_Direction A_.
Return each line of the records below that contains the string "every". Case counts.

_Provided passage_.

In the slow (LEFT JOIN) query, the subquery is forced to return all data, and then JOIN on that entire result set. It takes a long time to grab and count the entire result set of the subquery, which considerably increases the overall query time. In the fast (LEFT JOIN LATERAL) query, the subquery is able to reference the st.series column from a preceding item, and pare down the subquery result set to only include data that will ultimately be JOINed upon.
As stated, this example is super contrived and there are definitely other ways to rewrite and improve it, but hopefully this will give you the gist of how a LATERAL JOIN should look and function. Also note, this query speed only improved by about 5 times, however for our internal query, we were able to improve query time by an entire order of magnitude. Depending where you use LATERAL JOINs, some queries will improve more than others.
Hope that helps!
Update (July 15, 2016):
I updated the above test so that rand_table
has 100 million rows of 7 character numeric strings, and series_table
has 9,999,999 rows of 7 character numeric strings, then re-ran the test. This time, the LATERAL JOIN finished in about 44 seconds and the regular JOIN finished in about 20 minutes and 45 seconds (–> 1,245 seconds). This means that the LATERAL JOIN completed the query 28 times faster than the regular JOIN!

_Direction B_.
In the passage on LATERAL JOIN performance, how long did the LATERAL JOIN take to finish after the July 15, 2016 update?

[Labeled region records]
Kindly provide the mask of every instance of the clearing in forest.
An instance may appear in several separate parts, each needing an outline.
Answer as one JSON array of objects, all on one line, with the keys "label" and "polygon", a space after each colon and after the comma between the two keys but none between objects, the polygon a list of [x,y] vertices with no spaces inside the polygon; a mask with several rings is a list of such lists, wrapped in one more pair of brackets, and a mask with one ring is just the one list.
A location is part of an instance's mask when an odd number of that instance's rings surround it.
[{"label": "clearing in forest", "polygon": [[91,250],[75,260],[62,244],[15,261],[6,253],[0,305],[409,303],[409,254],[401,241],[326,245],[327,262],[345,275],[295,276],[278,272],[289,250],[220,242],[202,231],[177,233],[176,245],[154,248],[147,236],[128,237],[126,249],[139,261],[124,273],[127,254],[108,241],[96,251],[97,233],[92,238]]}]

...

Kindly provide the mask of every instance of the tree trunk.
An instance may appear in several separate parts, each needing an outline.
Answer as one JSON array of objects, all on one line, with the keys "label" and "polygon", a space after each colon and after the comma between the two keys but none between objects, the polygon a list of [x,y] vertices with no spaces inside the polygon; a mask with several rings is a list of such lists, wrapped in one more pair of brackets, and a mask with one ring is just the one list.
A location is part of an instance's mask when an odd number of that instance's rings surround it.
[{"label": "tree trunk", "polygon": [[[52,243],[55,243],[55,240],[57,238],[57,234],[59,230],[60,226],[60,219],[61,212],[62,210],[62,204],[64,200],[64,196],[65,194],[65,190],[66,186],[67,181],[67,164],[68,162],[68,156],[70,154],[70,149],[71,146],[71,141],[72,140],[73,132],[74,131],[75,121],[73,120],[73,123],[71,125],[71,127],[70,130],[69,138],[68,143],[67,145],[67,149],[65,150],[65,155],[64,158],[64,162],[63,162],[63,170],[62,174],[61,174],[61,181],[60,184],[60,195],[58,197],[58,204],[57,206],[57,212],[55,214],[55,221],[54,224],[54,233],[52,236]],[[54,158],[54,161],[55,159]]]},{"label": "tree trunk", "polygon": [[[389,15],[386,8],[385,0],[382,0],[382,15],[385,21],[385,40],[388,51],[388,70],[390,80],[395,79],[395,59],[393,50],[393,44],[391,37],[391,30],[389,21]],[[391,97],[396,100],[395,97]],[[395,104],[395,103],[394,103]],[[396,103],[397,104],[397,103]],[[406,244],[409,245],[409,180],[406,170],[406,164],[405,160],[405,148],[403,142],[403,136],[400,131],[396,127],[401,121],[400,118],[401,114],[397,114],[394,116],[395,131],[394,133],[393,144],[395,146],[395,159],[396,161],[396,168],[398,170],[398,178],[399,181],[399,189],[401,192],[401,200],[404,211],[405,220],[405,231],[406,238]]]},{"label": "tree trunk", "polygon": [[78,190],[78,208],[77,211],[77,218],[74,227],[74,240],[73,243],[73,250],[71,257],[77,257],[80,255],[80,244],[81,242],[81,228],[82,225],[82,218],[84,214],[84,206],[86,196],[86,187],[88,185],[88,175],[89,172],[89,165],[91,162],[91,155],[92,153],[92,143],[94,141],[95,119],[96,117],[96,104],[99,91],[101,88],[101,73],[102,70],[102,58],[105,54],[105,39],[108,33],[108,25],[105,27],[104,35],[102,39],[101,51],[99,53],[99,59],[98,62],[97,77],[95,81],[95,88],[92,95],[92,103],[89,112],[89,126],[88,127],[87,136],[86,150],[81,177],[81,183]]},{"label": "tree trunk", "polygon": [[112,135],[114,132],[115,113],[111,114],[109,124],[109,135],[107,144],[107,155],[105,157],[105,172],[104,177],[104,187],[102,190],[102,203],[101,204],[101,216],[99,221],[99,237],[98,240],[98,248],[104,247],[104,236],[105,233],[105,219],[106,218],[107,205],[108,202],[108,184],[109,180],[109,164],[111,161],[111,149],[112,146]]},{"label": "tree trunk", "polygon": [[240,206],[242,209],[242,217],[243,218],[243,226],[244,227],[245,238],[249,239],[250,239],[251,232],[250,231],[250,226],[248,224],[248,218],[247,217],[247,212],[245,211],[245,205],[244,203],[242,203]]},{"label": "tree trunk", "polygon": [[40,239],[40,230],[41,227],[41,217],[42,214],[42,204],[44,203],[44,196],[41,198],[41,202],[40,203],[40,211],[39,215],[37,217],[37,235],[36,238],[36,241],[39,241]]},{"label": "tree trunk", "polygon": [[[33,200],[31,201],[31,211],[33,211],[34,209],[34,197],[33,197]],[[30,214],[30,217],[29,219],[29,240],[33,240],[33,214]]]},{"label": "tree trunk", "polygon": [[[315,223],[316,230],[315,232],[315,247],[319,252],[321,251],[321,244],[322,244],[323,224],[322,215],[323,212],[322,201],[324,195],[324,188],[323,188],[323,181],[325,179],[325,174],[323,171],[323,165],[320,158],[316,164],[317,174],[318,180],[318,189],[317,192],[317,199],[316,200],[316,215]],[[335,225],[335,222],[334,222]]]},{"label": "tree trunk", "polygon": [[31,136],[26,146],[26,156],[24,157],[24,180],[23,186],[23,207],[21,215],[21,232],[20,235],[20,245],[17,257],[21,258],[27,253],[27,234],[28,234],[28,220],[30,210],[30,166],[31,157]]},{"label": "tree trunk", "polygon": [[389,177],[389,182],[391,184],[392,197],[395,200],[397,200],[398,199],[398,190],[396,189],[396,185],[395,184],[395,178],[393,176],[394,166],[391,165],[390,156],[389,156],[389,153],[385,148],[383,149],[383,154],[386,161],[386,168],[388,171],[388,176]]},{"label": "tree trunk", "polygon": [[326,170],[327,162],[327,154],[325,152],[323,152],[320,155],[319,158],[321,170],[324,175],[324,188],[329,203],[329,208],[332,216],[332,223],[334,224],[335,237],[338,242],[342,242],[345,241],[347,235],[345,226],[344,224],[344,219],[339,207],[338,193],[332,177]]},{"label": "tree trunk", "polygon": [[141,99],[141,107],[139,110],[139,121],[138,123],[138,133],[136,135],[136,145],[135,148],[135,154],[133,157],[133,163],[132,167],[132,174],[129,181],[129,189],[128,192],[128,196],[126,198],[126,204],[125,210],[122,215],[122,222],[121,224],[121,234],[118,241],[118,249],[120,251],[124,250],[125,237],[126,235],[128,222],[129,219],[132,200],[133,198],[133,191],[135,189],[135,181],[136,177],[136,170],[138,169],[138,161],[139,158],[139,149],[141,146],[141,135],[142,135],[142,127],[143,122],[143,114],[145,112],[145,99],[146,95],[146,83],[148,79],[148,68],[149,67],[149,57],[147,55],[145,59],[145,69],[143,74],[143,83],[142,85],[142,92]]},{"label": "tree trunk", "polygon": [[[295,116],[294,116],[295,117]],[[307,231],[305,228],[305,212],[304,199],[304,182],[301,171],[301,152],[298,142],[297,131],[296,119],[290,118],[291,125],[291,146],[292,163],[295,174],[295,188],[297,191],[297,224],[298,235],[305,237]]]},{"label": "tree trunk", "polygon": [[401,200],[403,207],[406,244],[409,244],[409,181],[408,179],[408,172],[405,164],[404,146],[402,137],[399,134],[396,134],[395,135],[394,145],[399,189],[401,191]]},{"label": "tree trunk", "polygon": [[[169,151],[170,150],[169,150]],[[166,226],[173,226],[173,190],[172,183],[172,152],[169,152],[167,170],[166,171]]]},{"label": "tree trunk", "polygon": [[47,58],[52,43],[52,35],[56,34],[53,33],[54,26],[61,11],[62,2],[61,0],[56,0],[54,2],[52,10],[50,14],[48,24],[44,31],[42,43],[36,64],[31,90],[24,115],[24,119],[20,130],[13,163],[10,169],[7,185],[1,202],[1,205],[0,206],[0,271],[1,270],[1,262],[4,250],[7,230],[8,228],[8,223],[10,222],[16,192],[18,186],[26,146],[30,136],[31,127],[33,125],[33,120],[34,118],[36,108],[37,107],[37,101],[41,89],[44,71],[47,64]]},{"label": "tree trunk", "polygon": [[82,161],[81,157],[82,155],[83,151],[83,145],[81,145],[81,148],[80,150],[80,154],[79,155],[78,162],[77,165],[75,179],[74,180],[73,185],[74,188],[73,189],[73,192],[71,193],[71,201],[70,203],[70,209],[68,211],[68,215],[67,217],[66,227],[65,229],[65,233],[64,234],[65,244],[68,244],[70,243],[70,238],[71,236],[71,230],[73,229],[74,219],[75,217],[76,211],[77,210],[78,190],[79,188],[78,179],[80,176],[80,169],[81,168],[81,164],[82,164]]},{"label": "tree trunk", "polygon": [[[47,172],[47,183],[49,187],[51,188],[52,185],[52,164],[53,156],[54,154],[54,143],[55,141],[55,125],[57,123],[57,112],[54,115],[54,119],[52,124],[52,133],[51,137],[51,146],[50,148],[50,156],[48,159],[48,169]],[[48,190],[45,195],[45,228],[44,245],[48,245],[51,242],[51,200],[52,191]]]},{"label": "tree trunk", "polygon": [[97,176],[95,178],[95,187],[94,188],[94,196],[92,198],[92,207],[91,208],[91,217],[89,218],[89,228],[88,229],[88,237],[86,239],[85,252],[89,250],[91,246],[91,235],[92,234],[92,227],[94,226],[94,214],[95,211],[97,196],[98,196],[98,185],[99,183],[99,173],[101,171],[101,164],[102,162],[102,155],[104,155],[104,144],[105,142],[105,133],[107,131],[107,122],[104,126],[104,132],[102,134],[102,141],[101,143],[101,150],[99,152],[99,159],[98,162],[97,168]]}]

---

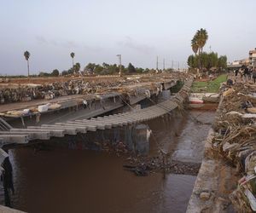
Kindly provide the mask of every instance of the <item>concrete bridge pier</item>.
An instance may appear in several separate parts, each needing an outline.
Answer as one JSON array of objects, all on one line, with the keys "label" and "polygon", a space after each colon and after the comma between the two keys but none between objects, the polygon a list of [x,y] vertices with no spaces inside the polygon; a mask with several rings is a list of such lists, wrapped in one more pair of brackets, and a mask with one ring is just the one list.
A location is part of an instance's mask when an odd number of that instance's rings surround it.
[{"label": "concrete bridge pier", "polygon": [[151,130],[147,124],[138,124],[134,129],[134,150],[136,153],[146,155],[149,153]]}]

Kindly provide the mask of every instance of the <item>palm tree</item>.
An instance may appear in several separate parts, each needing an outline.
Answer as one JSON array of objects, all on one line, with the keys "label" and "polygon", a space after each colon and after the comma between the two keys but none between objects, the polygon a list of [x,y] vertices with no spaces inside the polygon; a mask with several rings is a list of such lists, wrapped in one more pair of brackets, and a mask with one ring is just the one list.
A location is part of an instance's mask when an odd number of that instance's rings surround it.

_Correct answer A_.
Kindly provide the mask of every instance of the clearing in forest.
Kindly provide the mask of every instance of the tree trunk.
Kindly provide the mask of every instance of the <item>concrete bridge pier</item>.
Kindly provide the mask of every instance of the <item>palm tree</item>.

_Correct answer B_.
About 44 seconds.